### Given passage

Dubai Indicative of Global Deflationary Spiral

Posted by Michael A. Kamperman on November 28, 2009

Dubai dropped a debt bomb on unsuspecting speculators and this will set off another round of dominoes falling into each other one by one.  The Islamic bonds Dubai wants relief from were trading at a 10% premium to face value and were of course were highly rated by Standard & Poor’s when Dubai said it needed more time to pay.  Now those same bonds are priced at 50 cents on the dollar.  Everyone apparently assumed Dubai’s oil rich neighbor Abu Dhabi would bail it out even though it had no contractual or implied arrangement to do so.  Without a bail out it was obvious Dubai couldn’t pay its debts.  The city-state borrowed heavily to build a beautiful city by the sea.  The problem is the buildings are mostly empty and neither buyers nor renters can be found at almost any price.  Property values officially fell in half before the debt bomb was dropped.  As construction crashes to halt in Dubai for the foreseeable future it will further detract global GDP.  And, it will decrease the demand for steel and cement and engineering firms and construction workers in an industry already massively oversupplied.  Furthermore, it will tighten credit markets making it more difficult to start a new venture.  If Dubai were an isolated incident all of this could be absorbed and would amount to a hiccup.  But the Dubai story is both common and global.

### Given exercise
Please print the Dubai debt post above in full, word for word.

### Listing

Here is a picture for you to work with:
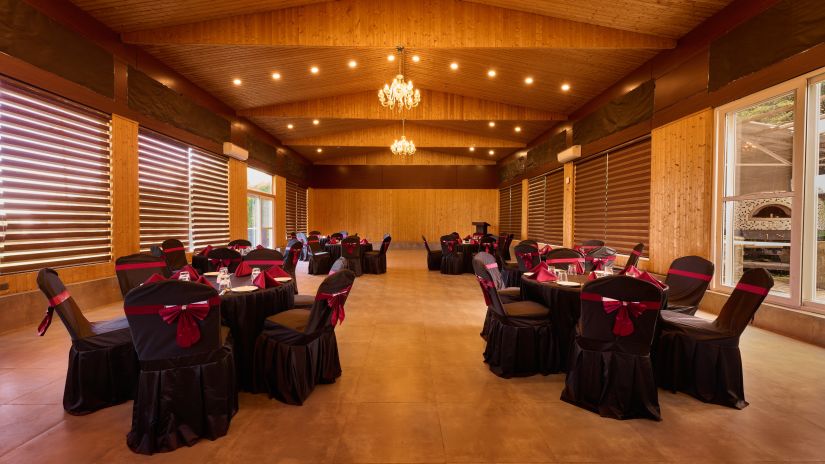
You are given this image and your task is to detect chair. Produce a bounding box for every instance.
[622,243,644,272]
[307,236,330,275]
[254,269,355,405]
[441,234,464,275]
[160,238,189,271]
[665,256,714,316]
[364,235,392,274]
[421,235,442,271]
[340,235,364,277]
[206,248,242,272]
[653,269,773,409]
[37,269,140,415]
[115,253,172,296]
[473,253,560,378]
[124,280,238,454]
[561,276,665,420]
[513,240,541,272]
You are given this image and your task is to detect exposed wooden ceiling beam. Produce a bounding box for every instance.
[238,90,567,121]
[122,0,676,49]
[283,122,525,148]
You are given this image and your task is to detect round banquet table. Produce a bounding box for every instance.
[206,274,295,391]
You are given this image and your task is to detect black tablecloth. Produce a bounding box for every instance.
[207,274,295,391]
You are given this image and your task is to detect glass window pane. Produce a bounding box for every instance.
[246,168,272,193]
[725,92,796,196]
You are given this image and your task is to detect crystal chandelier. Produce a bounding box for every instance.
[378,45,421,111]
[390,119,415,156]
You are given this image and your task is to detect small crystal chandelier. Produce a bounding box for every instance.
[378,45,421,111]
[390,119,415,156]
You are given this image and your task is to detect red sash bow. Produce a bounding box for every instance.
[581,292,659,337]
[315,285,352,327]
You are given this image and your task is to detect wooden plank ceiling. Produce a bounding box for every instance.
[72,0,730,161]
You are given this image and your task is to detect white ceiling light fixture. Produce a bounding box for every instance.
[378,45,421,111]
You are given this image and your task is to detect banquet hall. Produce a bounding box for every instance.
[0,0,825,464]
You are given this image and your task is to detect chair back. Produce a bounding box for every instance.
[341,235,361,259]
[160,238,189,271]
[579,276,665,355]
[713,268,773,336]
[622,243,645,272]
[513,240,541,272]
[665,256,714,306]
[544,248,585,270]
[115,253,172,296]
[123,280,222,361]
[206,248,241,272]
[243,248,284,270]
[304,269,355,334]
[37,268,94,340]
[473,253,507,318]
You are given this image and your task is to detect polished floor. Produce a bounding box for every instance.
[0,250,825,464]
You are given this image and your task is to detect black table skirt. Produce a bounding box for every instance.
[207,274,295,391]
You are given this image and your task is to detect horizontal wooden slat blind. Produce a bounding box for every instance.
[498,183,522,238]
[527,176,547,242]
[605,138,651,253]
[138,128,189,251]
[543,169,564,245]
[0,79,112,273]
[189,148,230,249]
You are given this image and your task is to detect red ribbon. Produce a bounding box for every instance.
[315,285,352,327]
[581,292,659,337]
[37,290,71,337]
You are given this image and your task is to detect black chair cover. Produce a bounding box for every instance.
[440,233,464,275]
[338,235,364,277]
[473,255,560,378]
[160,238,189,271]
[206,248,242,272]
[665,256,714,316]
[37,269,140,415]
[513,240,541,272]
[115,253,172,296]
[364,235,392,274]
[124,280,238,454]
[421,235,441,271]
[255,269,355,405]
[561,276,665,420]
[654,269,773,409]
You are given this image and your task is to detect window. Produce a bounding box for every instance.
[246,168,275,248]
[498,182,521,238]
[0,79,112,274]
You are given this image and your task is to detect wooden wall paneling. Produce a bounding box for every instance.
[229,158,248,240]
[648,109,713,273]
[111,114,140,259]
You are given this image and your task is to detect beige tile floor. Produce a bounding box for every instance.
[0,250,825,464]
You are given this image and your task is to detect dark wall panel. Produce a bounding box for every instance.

### Correct output
Dubai Indicative of Global Deflationary Spiral

Posted by Michael A. Kamperman on November 28, 2009

Dubai dropped a debt bomb on unsuspecting speculators and this will set off another round of dominoes falling into each other one by one.  The Islamic bonds Dubai wants relief from were trading at a 10% premium to face value and were of course were highly rated by Standard & Poor’s when Dubai said it needed more time to pay.  Now those same bonds are priced at 50 cents on the dollar.  Everyone apparently assumed Dubai’s oil rich neighbor Abu Dhabi would bail it out even though it had no contractual or implied arrangement to do so.  Without a bail out it was obvious Dubai couldn’t pay its debts.  The city-state borrowed heavily to build a beautiful city by the sea.  The problem is the buildings are mostly empty and neither buyers nor renters can be found at almost any price.  Property values officially fell in half before the debt bomb was dropped.  As construction crashes to halt in Dubai for the foreseeable future it will further detract global GDP.  And, it will decrease the demand for steel and cement and engineering firms and construction workers in an industry already massively oversupplied.  Furthermore, it will tighten credit markets making it more difficult to start a new venture.  If Dubai were an isolated incident all of this could be absorbed and would amount to a hiccup.  But the Dubai story is both common and global.